• **EXERCISE**
Transcribe all records exactly.

• **EXERCISE MATERIALS**
◇ ◇ ◇ ◇ ◇ ◇ ◇
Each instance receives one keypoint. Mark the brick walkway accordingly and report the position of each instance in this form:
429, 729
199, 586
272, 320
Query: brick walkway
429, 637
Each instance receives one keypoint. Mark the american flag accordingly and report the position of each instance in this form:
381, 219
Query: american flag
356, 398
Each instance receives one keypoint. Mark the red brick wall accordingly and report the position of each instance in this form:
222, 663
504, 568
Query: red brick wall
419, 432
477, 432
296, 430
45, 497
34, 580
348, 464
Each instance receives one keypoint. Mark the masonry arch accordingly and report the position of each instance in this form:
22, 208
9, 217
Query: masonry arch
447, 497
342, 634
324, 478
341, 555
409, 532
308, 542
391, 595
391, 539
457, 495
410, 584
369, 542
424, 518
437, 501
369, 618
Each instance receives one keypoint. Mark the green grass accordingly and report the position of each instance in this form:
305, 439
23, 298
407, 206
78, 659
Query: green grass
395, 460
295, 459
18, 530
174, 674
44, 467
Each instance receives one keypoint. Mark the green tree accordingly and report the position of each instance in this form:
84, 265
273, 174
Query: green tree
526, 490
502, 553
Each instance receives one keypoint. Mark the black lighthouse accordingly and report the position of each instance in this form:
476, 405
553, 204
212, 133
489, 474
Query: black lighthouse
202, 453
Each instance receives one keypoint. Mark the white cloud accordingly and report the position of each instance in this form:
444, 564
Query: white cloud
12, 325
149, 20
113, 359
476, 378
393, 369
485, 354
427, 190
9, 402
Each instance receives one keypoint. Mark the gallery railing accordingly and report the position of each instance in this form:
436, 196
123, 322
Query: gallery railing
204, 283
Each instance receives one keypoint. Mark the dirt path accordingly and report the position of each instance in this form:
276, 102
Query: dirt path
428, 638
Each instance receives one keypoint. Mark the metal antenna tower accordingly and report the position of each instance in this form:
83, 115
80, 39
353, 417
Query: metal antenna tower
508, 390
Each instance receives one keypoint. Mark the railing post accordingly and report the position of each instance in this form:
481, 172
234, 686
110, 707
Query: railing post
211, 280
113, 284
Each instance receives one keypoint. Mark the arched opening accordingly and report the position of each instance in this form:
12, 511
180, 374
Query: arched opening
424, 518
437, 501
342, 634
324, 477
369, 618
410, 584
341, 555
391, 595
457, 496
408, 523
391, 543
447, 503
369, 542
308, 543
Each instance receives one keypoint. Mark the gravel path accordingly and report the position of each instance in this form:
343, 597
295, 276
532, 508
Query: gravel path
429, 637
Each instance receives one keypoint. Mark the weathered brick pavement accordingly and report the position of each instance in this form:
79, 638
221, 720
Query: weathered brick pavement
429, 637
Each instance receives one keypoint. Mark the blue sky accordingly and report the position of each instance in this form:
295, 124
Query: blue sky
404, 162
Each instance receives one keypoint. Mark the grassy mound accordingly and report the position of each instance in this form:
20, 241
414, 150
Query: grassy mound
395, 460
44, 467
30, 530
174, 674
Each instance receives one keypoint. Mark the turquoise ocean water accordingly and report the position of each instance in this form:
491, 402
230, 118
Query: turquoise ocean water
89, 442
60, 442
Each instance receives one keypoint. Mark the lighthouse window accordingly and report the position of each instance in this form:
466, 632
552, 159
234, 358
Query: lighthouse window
◇ ◇ ◇ ◇ ◇ ◇ ◇
• **TASK RESPONSE**
Each instance receives one keypoint. Mark the brick walkway accordingly and report the position of each instance in this form:
429, 729
199, 586
272, 320
Query: brick walkway
429, 637
Each instance receives one keypoint. Mark the american flag accordingly and report the position of each instance in this form:
381, 219
Query: american flag
356, 398
Each instance receives one keypoint. Mark the red brick wall accordingly and report the position of each instance in this form:
222, 663
504, 568
Query: red brick wall
419, 432
477, 432
296, 430
45, 497
34, 580
348, 464
Each instance receives one keypoint. Mark the masonry arch accordingly and report the position of each instance in this form:
22, 208
9, 217
Query: masonry arch
447, 497
342, 634
324, 478
341, 555
409, 532
308, 542
391, 595
391, 539
457, 495
410, 584
369, 542
424, 518
437, 501
369, 618
Each instance receives one keypoint. Mark the green grass accordingly and report the position of each instance in this form:
305, 439
23, 298
407, 206
78, 659
Query: green grass
395, 460
295, 459
18, 530
174, 674
44, 467
Each instance receives one keypoint. Mark the green tree accordingly and report the position of each instance in this form:
84, 265
273, 174
Query: green tree
526, 490
502, 553
Each instance receives one keypoint. Mark the black lighthouse accordingly and report the position of each instance in this form:
476, 405
553, 204
212, 133
489, 474
Query: black lighthouse
202, 453
Each instance receives one keypoint. Mark the white cloud accordingly and report the position of each instance in this form:
444, 564
Query: white cloud
12, 325
149, 20
113, 359
476, 378
393, 369
485, 354
427, 190
9, 402
Each instance receives one keypoint. Mark the gallery railing accordingly and report the position of each instance in this form:
436, 196
123, 322
Query: gallery railing
204, 283
Each instance receives one keypoint. Mark the dirt path accordingly and report the position of each instance in this form:
276, 102
Query: dirt path
428, 638
Each instance receives one keypoint. Mark the metal antenna tower accordingly and report the position of each instance in this form:
83, 115
80, 39
353, 417
Query: metal antenna tower
508, 390
Each instance receives one keypoint. Mark the railing post accordingly and report the position of each instance in this form:
481, 172
234, 686
110, 707
Query: railing post
211, 280
113, 284
Each instance receives one keypoint. Mark the arched opening accordingly and report the position of each instance in this form:
12, 511
180, 374
Query: arched opening
424, 518
437, 501
342, 634
324, 477
369, 618
410, 584
341, 555
391, 595
457, 496
408, 523
391, 543
447, 503
369, 542
308, 543
Each instance receives one keypoint. Mark the gravel path accordingly and report the position of each instance in this form:
343, 597
295, 276
532, 508
Query: gravel path
429, 637
Each instance receives one keypoint. Mark the weathered brick pavement accordingly and report the position of each instance in this form:
79, 638
221, 720
Query: weathered brick pavement
429, 637
Each instance receives one keypoint. Mark the blue sky accordingly and report the position of each instance in this form:
295, 124
Query: blue sky
404, 162
Each instance receives one keypoint. Mark the grassy mound accordingly and report the position of each instance in this form:
20, 241
414, 150
Query: grassy mound
395, 460
44, 467
30, 530
174, 674
Each instance receives one keypoint. Mark the turquoise ocean water accordingly and report the position of each instance in this form:
491, 402
230, 118
Query: turquoise ocean water
89, 442
60, 442
Each instance receives one keypoint. Mark the lighthouse window accordingly and report the position of each instance in this form:
466, 632
552, 159
234, 358
Query: lighthouse window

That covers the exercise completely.